→ Problems to solve
- 1) List every dish that the struggle meals text says could be made from flour tortillas, canned black beans, jarred salsa and eggs.
- 2) Answer these questions using the struggle meals text.
(a) What kitchen items did the couple not yet have?
(b) What name did the poster give his rice, Alfredo sauce and tuna dish?
(c) What did one commenter suggest adding to that dish next time?
- 3) Quote the stretch of the struggle meals text from "Struggle meals are" through "lounges and libraries.".
*** Extract to read ***
Struggle meals are created from desperation. It’s woven into their very anatomy. They are a product of not having enough of something — sometimes energy, but more often, resources or money.

The couple also hadn’t finished furnishing the kitchen, so they didn’t yet have a microwave or any cookware, just a few utensils. Group members quickly jumped into action, however. Several commenters shared places where one can typically find a microwave to use: truck stops, gas stations, some community centers, public university lounges and libraries. 

Then, as always, people provided some really great recommendations on how to find food for cheap and utilize it well. There are so many ways to stretch basics if you know how and these groups are about making sure everyone does. Menus suggestions abound for multiple meals made from just a few ingredients. Have flour tortillas, a few cans of black beans, some cheap jarred salsa and eggs? You could make black bean quesadillas, breakfast tacos, black bean soup topped with tortilla chips, chips and black bean dip and huevos rancheros

When you do and decide to post photographs of your creations there, you’ll be sure to find a tremendous amount of support — which is actually the second element that I find so magical about these groups. 

Recently, someone posted a photograph in a struggle meals group of a dish they’d made: instant white rice tossed with jarred Alfredo sauce and some canned tuna. The poster, a man in his mid-30s, called it his “struggle casserole.” It was unapologetically processed, very beige and haphazardly scooped into a paper cereal bowl under a fluorescent kitchen light — essentially bait for anyone who likes to food shame. Here, however, the actual responses were different. 

“Here you dropped this, king,” one commenter wrote, punctuating their thought with a crown emoji. Another said, “Man, that looks bomb. If you ever make it again, a 99-cent bag of frozen peas takes it to the next level.” 

Observing those moments of quiet recognition — little exchanges that, each in their own way, communicate “I see you doing your best and it’s beautiful even if it’s all very hard” — remind me of KC Davis’ “How To Keep House While Drowning: A Gentle Approach to Cleaning and Organizing.” One of the main tenets of the book is that care tasks are morally neutral, which means that mess has no inherent meaning.
*** End of Extract to read ***
*** Input data ***
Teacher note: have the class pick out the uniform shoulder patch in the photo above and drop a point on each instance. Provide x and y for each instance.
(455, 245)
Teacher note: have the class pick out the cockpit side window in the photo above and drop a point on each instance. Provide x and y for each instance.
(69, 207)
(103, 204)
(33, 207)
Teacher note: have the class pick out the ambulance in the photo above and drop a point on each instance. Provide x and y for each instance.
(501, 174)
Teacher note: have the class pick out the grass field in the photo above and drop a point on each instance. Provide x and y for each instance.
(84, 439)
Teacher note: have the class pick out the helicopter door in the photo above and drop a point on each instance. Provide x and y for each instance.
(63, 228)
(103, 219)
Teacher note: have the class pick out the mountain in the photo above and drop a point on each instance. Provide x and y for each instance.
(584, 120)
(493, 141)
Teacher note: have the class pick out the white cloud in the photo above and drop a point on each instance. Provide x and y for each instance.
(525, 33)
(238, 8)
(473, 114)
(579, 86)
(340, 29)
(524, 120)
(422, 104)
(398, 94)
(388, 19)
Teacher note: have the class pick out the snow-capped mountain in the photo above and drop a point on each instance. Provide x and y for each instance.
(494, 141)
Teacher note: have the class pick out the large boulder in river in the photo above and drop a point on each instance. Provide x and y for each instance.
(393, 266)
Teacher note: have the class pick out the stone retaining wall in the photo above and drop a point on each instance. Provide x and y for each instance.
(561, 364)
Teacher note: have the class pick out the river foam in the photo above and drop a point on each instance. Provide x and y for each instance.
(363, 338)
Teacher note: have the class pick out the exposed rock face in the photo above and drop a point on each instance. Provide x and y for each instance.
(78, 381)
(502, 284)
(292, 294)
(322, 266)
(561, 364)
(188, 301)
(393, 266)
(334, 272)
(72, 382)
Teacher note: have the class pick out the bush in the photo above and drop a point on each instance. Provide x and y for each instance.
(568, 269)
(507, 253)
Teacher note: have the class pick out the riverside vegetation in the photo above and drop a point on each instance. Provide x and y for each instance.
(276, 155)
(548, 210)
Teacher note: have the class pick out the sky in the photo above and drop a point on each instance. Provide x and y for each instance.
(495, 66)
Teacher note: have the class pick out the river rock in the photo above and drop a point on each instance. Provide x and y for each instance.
*** End of Input data ***
→ Task-by-task solutions
- 1)
Black bean quesadillas
Breakfast tacos
Black bean soup topped with tortilla chips
Chips and black bean dip
Huevos rancheros

- 2)
(a) A microwave and any cookware.
(b) His "struggle casserole."
(c) A 99-cent bag of frozen peas.

- 3)
Struggle meals are created from desperation. It’s woven into their very anatomy. They are a product of not having enough of something — sometimes energy, but more often, resources or money.

The couple also hadn’t finished furnishing the kitchen, so they didn’t yet have a microwave or any cookware, just a few utensils. Group members quickly jumped into action, however. Several commenters shared places where one can typically find a microwave to use: truck stops, gas stations, some community centers, public university lounges and libraries.